Problem description:
Reproduce every entry in the listing without alteration.
__________________________________________________
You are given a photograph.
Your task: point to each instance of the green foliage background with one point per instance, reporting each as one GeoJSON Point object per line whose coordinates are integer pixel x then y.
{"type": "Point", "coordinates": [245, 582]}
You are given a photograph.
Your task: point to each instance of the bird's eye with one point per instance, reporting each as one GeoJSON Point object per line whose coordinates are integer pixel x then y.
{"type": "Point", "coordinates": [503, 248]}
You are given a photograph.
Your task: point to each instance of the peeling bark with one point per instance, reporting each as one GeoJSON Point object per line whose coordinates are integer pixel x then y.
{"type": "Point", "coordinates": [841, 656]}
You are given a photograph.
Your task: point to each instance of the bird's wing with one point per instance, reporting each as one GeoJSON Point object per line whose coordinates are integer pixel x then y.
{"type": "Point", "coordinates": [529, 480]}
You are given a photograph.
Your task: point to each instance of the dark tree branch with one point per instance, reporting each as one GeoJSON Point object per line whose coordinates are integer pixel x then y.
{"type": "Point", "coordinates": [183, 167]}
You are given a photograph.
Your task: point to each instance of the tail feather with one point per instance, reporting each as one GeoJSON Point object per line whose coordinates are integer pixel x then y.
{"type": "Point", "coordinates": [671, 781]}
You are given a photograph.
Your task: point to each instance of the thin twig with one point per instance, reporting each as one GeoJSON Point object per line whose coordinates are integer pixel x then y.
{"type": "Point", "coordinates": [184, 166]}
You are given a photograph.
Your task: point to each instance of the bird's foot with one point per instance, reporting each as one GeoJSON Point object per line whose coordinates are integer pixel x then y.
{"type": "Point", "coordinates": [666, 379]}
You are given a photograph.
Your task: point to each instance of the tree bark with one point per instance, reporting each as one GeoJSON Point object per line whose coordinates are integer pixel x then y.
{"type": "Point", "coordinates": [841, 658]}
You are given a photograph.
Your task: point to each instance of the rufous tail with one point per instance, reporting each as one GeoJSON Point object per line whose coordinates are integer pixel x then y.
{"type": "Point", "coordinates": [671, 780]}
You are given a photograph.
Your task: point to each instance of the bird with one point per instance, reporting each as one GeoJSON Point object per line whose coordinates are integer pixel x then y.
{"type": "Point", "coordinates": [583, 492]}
__________________________________________________
Finished exercise:
You are given a photograph.
Your task: point to each instance of the green foliage background with one point per instance, reporting each as one GeoJSON Point object per line whose coordinates are integer pixel x then y.
{"type": "Point", "coordinates": [245, 582]}
You are given a photograph.
Your task: point to each instance of the bird's eye with one point per instance, reporting each as one GeoJSON Point object per line whose coordinates are integer pixel x then y.
{"type": "Point", "coordinates": [503, 248]}
You are given a photograph.
Your task: point to each instance of the peeling bark with one point per instance, reporting each as one GeoJSON Point object per line whose coordinates are integer pixel x then y.
{"type": "Point", "coordinates": [841, 656]}
You are given a photograph.
Your task: point to each instance of the bird's wing with one point per instance, reporting each as one GeoJSON Point object per line whose coordinates are integer pixel x then y.
{"type": "Point", "coordinates": [529, 480]}
You are given a photograph.
Your task: point to each instance of the dark tree branch with one point per instance, reporting each as one GeoJSON Point object per line whose coordinates are integer pixel x then y.
{"type": "Point", "coordinates": [183, 167]}
You are given a photograph.
Your task: point to each instance of the tail feather with one point per instance, reporting each as one GeoJSON Point object per line whose coordinates are integer pixel x then y.
{"type": "Point", "coordinates": [671, 781]}
You are given a photograph.
Your task: point to each instance of the thin twig with one point per instance, reporting each as one GeoJSON Point object per line whose coordinates are integer pixel x then y.
{"type": "Point", "coordinates": [184, 166]}
You are given a photograph.
Your task: point to each instance of the bird's foot with one point per instance, reporting each as one GeoJSON Point object per line whose coordinates are integer pixel x then y.
{"type": "Point", "coordinates": [666, 379]}
You are given a photograph.
Your task: point to each instance of the tree bark with one point per instance, reporting each as one GeoJSON Point object per line whose coordinates are integer pixel x then y.
{"type": "Point", "coordinates": [841, 658]}
You are given a photograph.
Your task: point to each instance of the rufous tail with one point per instance, reporting each as one GeoJSON Point object per line whose coordinates are integer pixel x then y.
{"type": "Point", "coordinates": [671, 780]}
You are given a photograph.
Your task: point to each instance of the bird with one point per instance, reporting each as one GeoJSON Point object per line whose coordinates are integer pixel x then y.
{"type": "Point", "coordinates": [583, 492]}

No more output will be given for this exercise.